■ Exercise objective ■
Rewrite the material from the line that has "Could you please pick out the leafy" through the line that has "Could you please pick out the green", putting "occurrence" wherever "instance" appears and leaving everything else unchanged. Return only those lines.

■ Data to process ■
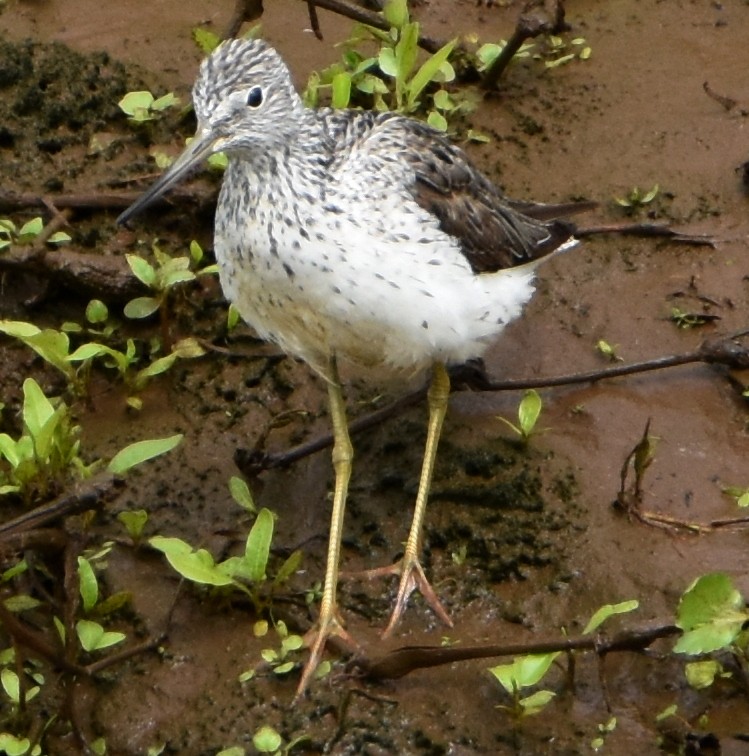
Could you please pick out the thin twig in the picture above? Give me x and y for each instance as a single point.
--
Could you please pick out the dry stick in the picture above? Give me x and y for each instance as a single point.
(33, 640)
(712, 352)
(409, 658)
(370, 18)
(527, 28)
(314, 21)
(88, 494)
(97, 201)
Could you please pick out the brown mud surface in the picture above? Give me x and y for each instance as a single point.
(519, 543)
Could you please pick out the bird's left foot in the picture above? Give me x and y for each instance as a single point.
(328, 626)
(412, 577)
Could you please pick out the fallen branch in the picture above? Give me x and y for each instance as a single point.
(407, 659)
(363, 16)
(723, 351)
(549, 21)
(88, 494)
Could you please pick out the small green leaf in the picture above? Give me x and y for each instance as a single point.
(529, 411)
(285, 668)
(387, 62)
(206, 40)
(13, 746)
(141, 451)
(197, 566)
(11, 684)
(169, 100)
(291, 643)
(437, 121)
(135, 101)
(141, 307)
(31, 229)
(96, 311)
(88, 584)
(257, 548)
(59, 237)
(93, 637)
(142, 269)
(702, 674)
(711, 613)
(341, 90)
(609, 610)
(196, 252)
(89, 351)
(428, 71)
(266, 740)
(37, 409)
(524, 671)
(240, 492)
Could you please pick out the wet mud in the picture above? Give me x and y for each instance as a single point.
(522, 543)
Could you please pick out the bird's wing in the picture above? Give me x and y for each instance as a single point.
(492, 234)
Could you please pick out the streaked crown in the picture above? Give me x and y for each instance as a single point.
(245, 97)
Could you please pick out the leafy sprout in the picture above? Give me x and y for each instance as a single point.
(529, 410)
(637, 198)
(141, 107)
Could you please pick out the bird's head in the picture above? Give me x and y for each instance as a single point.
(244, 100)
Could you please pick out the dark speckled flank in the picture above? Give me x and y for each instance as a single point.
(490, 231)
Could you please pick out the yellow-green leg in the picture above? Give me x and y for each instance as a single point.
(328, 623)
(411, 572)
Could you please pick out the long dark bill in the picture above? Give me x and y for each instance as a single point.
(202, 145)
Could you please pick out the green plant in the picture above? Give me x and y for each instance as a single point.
...
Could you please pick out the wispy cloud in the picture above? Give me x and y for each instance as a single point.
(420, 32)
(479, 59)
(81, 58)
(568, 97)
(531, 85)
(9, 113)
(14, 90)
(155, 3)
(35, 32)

■ Completed task ■
Could you please pick out the leafy sprout in the picture above? Give me x and y for each occurrence as a single point.
(529, 410)
(637, 198)
(141, 107)
Could you please pick out the bird's head in the picture above? Give me x and y for each occurrence as a single point.
(244, 100)
Could you please pick out the dark speckled flank in the picture above? Give me x and y for each occurrence as a single point.
(490, 231)
Could you please pick out the yellow-green leg in the picture above? Give me x and y for each occurrence as a single point.
(328, 623)
(411, 572)
Could you please pick out the long dark bill in the picture above? Give me x and y for each occurrence as a single point.
(202, 145)
Could you please pick out the green plant in the picture above? Give me x and y for each occurrence as a single point.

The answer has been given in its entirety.